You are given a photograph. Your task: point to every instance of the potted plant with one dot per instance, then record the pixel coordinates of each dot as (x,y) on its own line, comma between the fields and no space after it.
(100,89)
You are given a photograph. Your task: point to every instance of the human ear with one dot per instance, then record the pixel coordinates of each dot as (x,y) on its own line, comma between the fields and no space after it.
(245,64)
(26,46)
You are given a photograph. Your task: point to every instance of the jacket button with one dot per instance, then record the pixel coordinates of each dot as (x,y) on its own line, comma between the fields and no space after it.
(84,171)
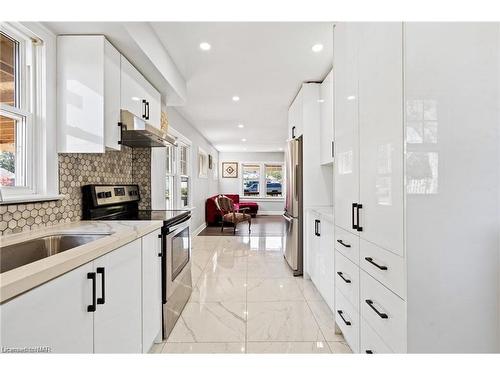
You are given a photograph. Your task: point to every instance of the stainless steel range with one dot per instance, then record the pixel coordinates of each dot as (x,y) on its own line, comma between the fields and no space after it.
(120,202)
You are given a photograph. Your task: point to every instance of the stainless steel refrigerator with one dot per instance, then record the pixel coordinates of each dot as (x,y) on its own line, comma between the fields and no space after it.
(293,239)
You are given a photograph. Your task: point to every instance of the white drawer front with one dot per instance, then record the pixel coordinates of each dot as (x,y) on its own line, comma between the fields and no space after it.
(347,318)
(347,244)
(347,278)
(384,311)
(384,266)
(370,342)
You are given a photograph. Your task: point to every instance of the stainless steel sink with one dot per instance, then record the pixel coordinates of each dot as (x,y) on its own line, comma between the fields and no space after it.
(22,253)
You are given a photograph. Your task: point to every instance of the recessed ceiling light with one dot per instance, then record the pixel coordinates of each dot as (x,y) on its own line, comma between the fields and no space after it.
(204,46)
(317,47)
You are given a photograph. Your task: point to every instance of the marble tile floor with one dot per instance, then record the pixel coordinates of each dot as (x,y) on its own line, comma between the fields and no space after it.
(246,300)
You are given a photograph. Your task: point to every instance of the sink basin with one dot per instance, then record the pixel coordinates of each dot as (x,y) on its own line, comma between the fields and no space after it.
(23,253)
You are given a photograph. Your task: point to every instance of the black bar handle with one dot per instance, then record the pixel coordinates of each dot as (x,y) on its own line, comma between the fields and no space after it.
(370,260)
(340,312)
(341,274)
(359,227)
(382,315)
(343,244)
(101,300)
(91,276)
(144,108)
(354,205)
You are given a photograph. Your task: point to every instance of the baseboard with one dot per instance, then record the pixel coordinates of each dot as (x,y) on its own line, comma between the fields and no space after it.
(199,229)
(264,213)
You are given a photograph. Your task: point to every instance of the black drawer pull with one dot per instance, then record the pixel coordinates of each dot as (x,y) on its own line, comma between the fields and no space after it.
(343,244)
(343,278)
(91,276)
(370,260)
(101,300)
(340,312)
(354,205)
(358,227)
(382,315)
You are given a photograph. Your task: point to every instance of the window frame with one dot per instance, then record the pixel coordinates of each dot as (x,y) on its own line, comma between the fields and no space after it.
(262,181)
(38,107)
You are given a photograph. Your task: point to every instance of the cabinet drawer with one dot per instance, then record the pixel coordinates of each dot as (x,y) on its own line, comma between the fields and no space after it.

Assigned task: Leave the pictures out. Otherwise, output the listing above exactly.

Response:
You are given a photograph. Your task: point to every instance of the potted plant with one dot per instance, then record the pixel coordinates of each dot as (x,y) on its own line, comma between the fields and no space after it.
(100,89)
You are given a photograph. Your task: point to every instance of the human ear with one dot per instance, then record the pixel coordinates of each dot as (x,y) on its own line, comma between the fields and no space after it.
(245,64)
(26,46)
You are given a photograph. Your task: point to every instance of the jacket button with one dot per instance, then record the pixel coordinates of each dot as (x,y) on its own line, comma between the fields and no space after it.
(84,171)
You are given a photograph. Your task: point to every instance of the stainless steel range with one dot per instance, then record the pixel coordinates of each dot as (x,y) on its own line, comma between the fields and no space after it.
(120,202)
You are given a photograph. Your task: point to every instance of the stainless steel refrigerator with one dot per instance, then record the pixel coordinates of each dot as (x,y) on its own line, comma between the fields and no space after it.
(293,239)
You are given a photograph. Your task: point to every instance of the white drawer front with one dot per instance, then record the pixel coordinates of each dot as (x,y) on its own line, comma between the fields and no space after it.
(347,318)
(347,244)
(347,278)
(384,311)
(384,266)
(370,342)
You are given a photograph. Your task: point to every instance of the stainless steel sink with one dot per instance, then record the pixel coordinates of each dot as (x,y) on its own line, comma between the fields and no space after it.
(22,253)
You are given a photograph. Your task: point to every instance of the recessed ceiling light with one dot per instance, then record the pixel coordinates of each dot as (x,y) on its own line, comma between the fields and no space after it.
(204,46)
(317,47)
You are given a photograph. Your task: point to every instance of the marble tile floor with one dot per instance, then record the pixel coordinates of each dot as (x,y) on its own line, comma between the fields and no space after it.
(246,300)
You are given a photograph. Your task: point to every instance of the sink basin with one dot per instance, then record the pixel coordinates of each dot as (x,y) on its own line, comma between the fields and no space after it.
(23,253)
You are given a photograph. Your task: point to every instance of the black bar handle with one dot per instance, then record the pixel coordinates of each dot as (x,y) on its own line, comma between the fields and no space after it.
(370,260)
(340,312)
(341,274)
(359,227)
(382,315)
(343,244)
(101,300)
(91,276)
(144,108)
(354,205)
You are given a photograph. Your task: point to every instance of the baseboard with one dot per instance, then record the pixel coordinates of each dot as (x,y) on its own line, comma between the fields and no space after it.
(199,229)
(264,213)
You are given a photograph. Your task: point to every instance of the black drawer pull with one dot per instance, then record the pixel coordinates of each dot as (x,y) on its own line, comma between the fields and no space after it.
(343,244)
(343,278)
(91,276)
(370,260)
(101,300)
(340,312)
(354,205)
(358,227)
(382,315)
You are given a photograph. Your task: point to every instance of the window frame with one dot per instance, then record the pixel coordinates of each dot as (x,y) on its own line, comma between the fields and no space after it.
(262,181)
(38,107)
You are given a photograph. Your task: point to every instance of the cabinet drawer with one dot per instance, then record the pixel coordinates of each dot as (x,y) on its own line, comma between the fields and no space after it.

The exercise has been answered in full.